**What is expected**:
Copy all lines in the material holding the string "building".

..........

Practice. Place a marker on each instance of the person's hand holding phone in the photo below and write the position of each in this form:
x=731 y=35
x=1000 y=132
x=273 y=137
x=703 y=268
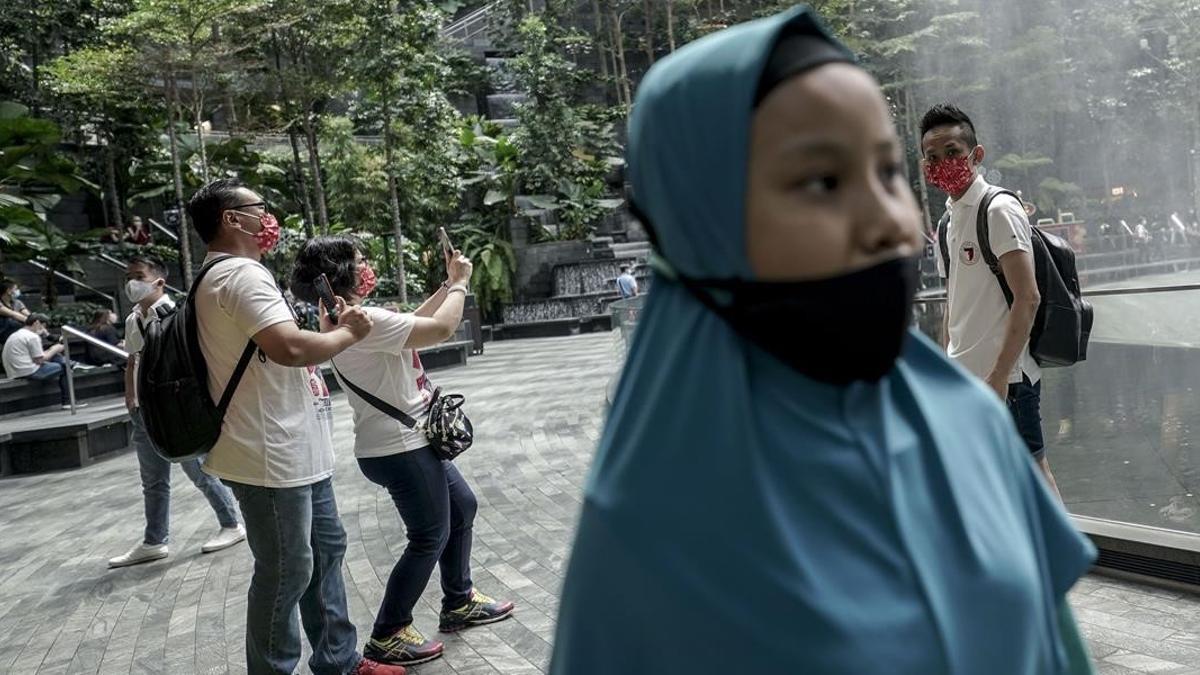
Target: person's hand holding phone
x=459 y=268
x=353 y=318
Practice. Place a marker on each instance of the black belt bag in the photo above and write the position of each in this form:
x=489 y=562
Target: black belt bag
x=445 y=424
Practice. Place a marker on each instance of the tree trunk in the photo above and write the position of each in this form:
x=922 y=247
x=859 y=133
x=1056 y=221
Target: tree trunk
x=198 y=113
x=301 y=183
x=619 y=48
x=114 y=201
x=648 y=10
x=318 y=185
x=397 y=226
x=185 y=239
x=913 y=137
x=599 y=41
x=671 y=24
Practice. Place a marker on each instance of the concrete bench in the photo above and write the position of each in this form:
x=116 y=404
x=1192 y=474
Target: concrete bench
x=17 y=395
x=552 y=328
x=55 y=440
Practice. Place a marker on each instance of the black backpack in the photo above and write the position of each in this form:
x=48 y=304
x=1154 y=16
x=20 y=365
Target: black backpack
x=173 y=382
x=1063 y=321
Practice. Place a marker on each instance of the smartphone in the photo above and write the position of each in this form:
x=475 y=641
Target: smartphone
x=325 y=292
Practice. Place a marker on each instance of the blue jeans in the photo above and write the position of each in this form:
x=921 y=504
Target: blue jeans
x=156 y=487
x=1025 y=405
x=298 y=543
x=438 y=509
x=53 y=368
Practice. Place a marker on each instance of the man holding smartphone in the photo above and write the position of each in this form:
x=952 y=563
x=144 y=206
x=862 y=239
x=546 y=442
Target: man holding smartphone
x=276 y=449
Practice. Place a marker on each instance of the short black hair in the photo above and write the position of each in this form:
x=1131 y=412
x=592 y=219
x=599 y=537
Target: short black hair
x=151 y=263
x=204 y=209
x=946 y=114
x=331 y=256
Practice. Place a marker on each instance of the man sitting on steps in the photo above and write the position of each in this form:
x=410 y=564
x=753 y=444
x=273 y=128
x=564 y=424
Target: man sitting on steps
x=25 y=359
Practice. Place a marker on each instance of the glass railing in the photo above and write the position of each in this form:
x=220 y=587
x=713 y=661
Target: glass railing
x=1122 y=429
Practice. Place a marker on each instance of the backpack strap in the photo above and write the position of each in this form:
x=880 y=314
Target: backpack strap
x=246 y=354
x=983 y=236
x=376 y=401
x=942 y=244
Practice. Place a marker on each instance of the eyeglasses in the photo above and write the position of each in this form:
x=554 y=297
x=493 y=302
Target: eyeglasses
x=247 y=205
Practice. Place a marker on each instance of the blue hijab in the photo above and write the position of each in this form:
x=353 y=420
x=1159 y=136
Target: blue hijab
x=741 y=518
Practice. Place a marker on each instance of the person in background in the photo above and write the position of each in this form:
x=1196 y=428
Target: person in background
x=433 y=500
x=627 y=284
x=145 y=286
x=12 y=310
x=102 y=328
x=779 y=488
x=24 y=357
x=137 y=232
x=983 y=330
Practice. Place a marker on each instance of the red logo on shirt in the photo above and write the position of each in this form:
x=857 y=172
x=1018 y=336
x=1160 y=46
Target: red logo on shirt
x=969 y=254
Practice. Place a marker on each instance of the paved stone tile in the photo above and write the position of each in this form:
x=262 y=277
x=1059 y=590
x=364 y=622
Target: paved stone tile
x=537 y=406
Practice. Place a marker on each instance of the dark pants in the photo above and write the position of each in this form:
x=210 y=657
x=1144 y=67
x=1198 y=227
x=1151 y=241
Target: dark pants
x=298 y=543
x=51 y=369
x=1025 y=404
x=438 y=509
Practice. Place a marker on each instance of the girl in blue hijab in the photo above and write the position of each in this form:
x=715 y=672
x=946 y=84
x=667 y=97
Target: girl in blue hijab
x=791 y=481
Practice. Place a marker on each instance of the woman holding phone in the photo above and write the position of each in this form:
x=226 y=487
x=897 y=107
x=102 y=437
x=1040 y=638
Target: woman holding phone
x=433 y=500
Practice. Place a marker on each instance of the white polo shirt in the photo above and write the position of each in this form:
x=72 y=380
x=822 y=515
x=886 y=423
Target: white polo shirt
x=977 y=308
x=277 y=431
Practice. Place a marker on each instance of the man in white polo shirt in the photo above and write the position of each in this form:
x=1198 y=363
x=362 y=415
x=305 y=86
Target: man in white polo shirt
x=145 y=286
x=982 y=332
x=276 y=451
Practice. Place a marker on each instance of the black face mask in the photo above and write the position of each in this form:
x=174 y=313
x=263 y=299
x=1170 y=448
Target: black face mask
x=835 y=330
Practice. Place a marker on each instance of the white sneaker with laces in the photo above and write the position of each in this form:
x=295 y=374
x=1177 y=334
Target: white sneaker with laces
x=139 y=554
x=225 y=538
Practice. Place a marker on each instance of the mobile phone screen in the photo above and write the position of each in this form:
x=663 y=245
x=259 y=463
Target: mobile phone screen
x=325 y=292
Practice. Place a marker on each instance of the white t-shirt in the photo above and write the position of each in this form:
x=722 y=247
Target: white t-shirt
x=382 y=365
x=977 y=305
x=133 y=338
x=277 y=430
x=19 y=353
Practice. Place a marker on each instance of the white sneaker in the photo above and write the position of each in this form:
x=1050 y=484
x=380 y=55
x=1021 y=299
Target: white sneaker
x=225 y=538
x=139 y=554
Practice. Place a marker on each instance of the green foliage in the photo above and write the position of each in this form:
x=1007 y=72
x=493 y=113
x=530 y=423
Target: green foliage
x=77 y=315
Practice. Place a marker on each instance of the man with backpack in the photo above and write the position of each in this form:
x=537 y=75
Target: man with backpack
x=145 y=286
x=984 y=330
x=275 y=448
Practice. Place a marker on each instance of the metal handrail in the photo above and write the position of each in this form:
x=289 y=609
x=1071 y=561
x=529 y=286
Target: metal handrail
x=937 y=297
x=163 y=228
x=71 y=332
x=466 y=22
x=75 y=281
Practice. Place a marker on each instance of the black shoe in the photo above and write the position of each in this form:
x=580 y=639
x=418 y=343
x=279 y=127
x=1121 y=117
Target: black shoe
x=478 y=611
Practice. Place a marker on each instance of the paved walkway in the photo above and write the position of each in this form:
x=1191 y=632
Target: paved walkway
x=537 y=406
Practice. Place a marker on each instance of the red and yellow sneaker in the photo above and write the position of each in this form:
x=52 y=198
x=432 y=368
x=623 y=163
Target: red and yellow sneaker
x=406 y=646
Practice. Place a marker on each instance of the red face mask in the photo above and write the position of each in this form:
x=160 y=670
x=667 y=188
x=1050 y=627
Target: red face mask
x=952 y=175
x=366 y=281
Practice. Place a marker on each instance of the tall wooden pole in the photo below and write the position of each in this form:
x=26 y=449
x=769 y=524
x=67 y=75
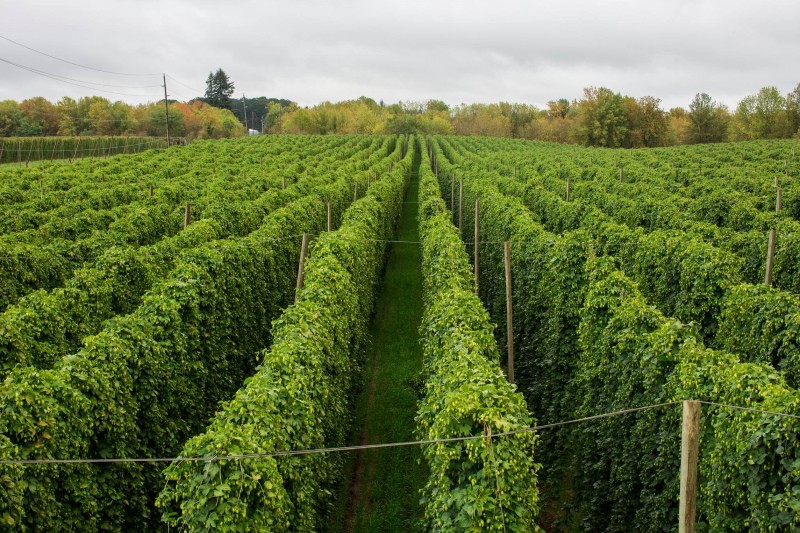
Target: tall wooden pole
x=453 y=193
x=187 y=215
x=690 y=452
x=509 y=312
x=770 y=258
x=166 y=108
x=301 y=270
x=244 y=105
x=460 y=204
x=477 y=246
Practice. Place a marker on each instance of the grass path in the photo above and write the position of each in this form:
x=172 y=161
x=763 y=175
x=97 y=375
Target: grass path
x=382 y=492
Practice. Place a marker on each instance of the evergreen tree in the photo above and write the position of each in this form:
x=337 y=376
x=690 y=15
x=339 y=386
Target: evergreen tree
x=219 y=89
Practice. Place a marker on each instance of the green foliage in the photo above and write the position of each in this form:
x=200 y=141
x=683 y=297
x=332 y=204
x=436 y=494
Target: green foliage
x=301 y=393
x=219 y=89
x=22 y=150
x=150 y=377
x=708 y=121
x=589 y=343
x=482 y=484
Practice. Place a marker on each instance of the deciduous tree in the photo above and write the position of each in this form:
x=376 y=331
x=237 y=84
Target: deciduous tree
x=708 y=120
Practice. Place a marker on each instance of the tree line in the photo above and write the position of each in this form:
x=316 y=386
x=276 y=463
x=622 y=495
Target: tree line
x=602 y=118
x=95 y=115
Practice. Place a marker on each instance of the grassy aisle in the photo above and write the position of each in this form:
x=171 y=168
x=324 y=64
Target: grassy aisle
x=382 y=491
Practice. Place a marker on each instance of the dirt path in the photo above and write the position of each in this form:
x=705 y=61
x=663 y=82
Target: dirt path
x=383 y=491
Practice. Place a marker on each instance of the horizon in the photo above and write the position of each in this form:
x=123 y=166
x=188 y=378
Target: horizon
x=456 y=52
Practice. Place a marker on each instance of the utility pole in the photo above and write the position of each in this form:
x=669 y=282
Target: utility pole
x=166 y=108
x=244 y=103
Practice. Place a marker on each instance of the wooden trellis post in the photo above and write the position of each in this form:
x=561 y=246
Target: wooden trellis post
x=770 y=258
x=509 y=312
x=690 y=452
x=477 y=234
x=301 y=272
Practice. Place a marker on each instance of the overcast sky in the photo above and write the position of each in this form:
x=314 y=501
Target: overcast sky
x=457 y=51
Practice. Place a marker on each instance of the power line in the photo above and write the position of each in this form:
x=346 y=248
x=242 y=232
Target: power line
x=181 y=83
x=334 y=449
x=76 y=64
x=56 y=77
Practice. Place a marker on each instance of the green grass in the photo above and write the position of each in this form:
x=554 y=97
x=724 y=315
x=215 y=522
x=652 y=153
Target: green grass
x=381 y=487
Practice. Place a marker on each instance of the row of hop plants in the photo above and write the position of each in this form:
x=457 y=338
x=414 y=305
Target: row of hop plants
x=151 y=379
x=301 y=397
x=588 y=342
x=485 y=484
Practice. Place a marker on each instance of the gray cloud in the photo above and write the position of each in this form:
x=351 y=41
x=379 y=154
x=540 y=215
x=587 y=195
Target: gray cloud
x=459 y=52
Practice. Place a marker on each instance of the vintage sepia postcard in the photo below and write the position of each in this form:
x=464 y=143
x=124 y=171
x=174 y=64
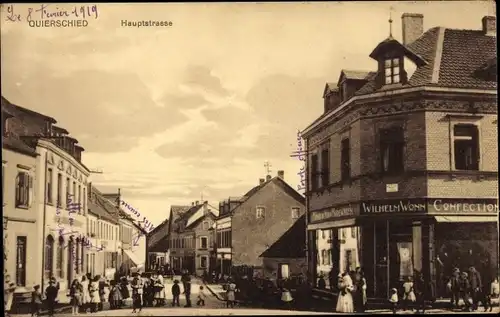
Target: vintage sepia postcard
x=271 y=158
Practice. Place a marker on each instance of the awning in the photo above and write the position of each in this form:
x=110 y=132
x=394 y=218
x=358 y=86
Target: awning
x=133 y=258
x=475 y=218
x=333 y=224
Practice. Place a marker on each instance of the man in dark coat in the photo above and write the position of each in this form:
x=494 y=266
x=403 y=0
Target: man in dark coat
x=476 y=287
x=186 y=282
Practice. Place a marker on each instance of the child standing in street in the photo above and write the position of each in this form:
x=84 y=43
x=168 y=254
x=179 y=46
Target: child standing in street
x=393 y=299
x=176 y=293
x=36 y=301
x=201 y=297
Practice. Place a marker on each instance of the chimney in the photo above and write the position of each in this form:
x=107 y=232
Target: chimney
x=413 y=27
x=489 y=25
x=281 y=174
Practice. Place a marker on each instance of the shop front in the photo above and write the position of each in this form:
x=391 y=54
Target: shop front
x=392 y=240
x=333 y=244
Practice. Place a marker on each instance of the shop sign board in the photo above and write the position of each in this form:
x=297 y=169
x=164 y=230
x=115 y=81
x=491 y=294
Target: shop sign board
x=334 y=212
x=462 y=206
x=398 y=206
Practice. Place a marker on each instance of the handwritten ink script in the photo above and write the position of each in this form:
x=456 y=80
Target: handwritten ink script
x=300 y=154
x=148 y=226
x=73 y=208
x=52 y=15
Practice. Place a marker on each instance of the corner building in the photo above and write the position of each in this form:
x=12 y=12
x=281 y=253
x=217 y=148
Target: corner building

..........

**Output of the task**:
Practice. Place a marker on each instance of the corner building in the photo above and write the position of each in this form:
Target: corner building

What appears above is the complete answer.